Short exercise
Render the records below as a Markdown table with the columns Row and Line, putting each line in its own numbered row and leaving out any blank lines.

The records
:::::

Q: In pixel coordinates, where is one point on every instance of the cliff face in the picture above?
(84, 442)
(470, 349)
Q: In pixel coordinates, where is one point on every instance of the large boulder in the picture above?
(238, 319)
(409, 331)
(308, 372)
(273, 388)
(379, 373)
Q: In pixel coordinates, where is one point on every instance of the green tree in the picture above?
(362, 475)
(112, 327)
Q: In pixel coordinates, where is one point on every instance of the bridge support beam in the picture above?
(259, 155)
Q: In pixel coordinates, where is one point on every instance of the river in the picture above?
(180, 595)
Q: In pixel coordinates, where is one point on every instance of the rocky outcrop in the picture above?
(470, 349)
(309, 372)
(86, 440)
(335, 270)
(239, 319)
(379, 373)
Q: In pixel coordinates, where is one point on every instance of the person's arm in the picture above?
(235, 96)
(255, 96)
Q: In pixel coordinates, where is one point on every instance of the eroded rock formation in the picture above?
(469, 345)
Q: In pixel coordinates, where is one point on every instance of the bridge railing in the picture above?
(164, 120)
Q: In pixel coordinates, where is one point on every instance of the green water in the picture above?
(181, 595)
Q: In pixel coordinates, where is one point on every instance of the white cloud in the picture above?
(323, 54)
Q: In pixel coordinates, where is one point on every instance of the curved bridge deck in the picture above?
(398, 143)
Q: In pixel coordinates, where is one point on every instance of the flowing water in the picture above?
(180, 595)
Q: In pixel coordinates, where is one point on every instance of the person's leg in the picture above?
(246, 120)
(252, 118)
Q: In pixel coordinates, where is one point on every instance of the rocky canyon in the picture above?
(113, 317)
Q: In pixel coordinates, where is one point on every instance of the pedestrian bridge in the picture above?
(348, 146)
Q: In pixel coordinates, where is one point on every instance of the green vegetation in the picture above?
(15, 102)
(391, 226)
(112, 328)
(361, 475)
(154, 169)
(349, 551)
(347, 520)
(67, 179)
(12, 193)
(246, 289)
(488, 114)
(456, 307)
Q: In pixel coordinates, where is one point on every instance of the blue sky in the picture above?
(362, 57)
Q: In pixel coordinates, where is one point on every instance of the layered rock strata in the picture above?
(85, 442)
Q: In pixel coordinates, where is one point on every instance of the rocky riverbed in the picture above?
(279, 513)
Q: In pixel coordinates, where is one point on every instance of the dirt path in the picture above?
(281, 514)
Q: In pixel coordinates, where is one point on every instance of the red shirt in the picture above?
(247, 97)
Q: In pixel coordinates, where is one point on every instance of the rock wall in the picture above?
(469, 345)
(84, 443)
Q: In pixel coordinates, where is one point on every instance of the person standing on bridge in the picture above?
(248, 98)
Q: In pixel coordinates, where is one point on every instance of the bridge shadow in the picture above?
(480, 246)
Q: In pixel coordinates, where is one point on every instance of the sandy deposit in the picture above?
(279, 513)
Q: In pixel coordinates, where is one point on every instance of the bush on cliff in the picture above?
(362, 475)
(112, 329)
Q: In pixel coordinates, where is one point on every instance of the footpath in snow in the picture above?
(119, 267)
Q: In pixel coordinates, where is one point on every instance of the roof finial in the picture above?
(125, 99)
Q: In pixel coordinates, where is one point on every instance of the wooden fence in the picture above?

:::::

Answer to this problem
| Row | Line |
|---|---|
| 1 | Q: In pixel coordinates, where is one point on every instance of the cliff face in the picture above? |
| 2 | (84, 442) |
| 3 | (470, 349) |
| 4 | Q: In pixel coordinates, where is one point on every instance of the large boulder in the picture above? |
| 5 | (238, 319) |
| 6 | (409, 331) |
| 7 | (308, 372) |
| 8 | (273, 388) |
| 9 | (379, 373) |
| 10 | Q: In pixel coordinates, where is one point on every instance of the green tree in the picture above? |
| 11 | (362, 475) |
| 12 | (112, 327) |
| 13 | Q: In pixel coordinates, where is one point on every instance of the bridge support beam in the picture above? |
| 14 | (259, 155) |
| 15 | Q: In pixel coordinates, where is one point on every instance of the river in the picture above? |
| 16 | (180, 595) |
| 17 | Q: In pixel coordinates, where is one point on every instance of the rocky outcrop in the picture above? |
| 18 | (470, 349) |
| 19 | (309, 372) |
| 20 | (86, 440) |
| 21 | (335, 270) |
| 22 | (239, 319) |
| 23 | (379, 373) |
| 24 | Q: In pixel coordinates, where is one point on every instance of the person's arm in the picture above? |
| 25 | (235, 96) |
| 26 | (255, 96) |
| 27 | Q: In pixel coordinates, where is one point on every instance of the eroded rock formation in the picture above? |
| 28 | (469, 345) |
| 29 | Q: In pixel coordinates, where is one point on every instance of the bridge railing in the picture above? |
| 30 | (164, 120) |
| 31 | Q: In pixel coordinates, where is one point on every instance of the green water in the picture above? |
| 32 | (181, 595) |
| 33 | Q: In pixel coordinates, where is one point on every instance of the white cloud in the picture above? |
| 34 | (323, 54) |
| 35 | Q: In pixel coordinates, where is one point on every instance of the curved bridge deck in the picture above? |
| 36 | (398, 143) |
| 37 | Q: In pixel coordinates, where is one point on every instance of the flowing water in the picture above? |
| 38 | (180, 595) |
| 39 | Q: In pixel coordinates, where is one point on every instance of the person's leg in the picture above? |
| 40 | (246, 120) |
| 41 | (252, 118) |
| 42 | Q: In pixel coordinates, where is one point on every instance of the rocky canyon in the picture above? |
| 43 | (113, 317) |
| 44 | Q: In pixel coordinates, where is one point on every instance of the pedestrian bridge in the picture above? |
| 45 | (348, 146) |
| 46 | Q: In pixel coordinates, where is one point on every instance of the green vegetation in the picture above? |
| 47 | (15, 102) |
| 48 | (391, 226) |
| 49 | (112, 328) |
| 50 | (361, 475) |
| 51 | (154, 169) |
| 52 | (349, 551) |
| 53 | (347, 520) |
| 54 | (67, 179) |
| 55 | (12, 193) |
| 56 | (246, 289) |
| 57 | (488, 114) |
| 58 | (456, 307) |
| 59 | Q: In pixel coordinates, where is one point on every instance of the blue sky in the picture above? |
| 60 | (362, 57) |
| 61 | Q: In pixel coordinates, where is one point on every instance of the layered rock strata in the picture above? |
| 62 | (85, 442) |
| 63 | Q: In pixel coordinates, where is one point on every instance of the rocky riverbed in the picture above? |
| 64 | (279, 513) |
| 65 | Q: In pixel coordinates, where is one point on every instance of the dirt path in the picture above? |
| 66 | (281, 514) |
| 67 | Q: In pixel coordinates, where is one point on every instance of the red shirt in the picture above? |
| 68 | (247, 97) |
| 69 | Q: In pixel coordinates, where is one point on every instance of the rock wall in the picture above? |
| 70 | (469, 345) |
| 71 | (84, 443) |
| 72 | Q: In pixel coordinates, where is one point on every instance of the person standing on bridge in the picture above? |
| 73 | (248, 98) |
| 74 | Q: In pixel coordinates, where is one point on every instance of the bridge shadow in the picture above? |
| 75 | (480, 246) |
| 76 | Q: In pixel coordinates, where is one point on every instance of the sandy deposit in the picture above? |
| 77 | (279, 513) |
| 78 | Q: In pixel coordinates, where is one point on every instance of the bush on cliff in the picture above? |
| 79 | (362, 475) |
| 80 | (112, 329) |
| 81 | Q: In pixel coordinates, where is one point on every instance of the footpath in snow in the picture above? |
| 82 | (119, 267) |
| 83 | Q: In pixel coordinates, where is one point on every instance of the roof finial in the picture above? |
| 84 | (125, 99) |
| 85 | Q: In pixel coordinates, where is one point on every instance of the wooden fence in the picture above? |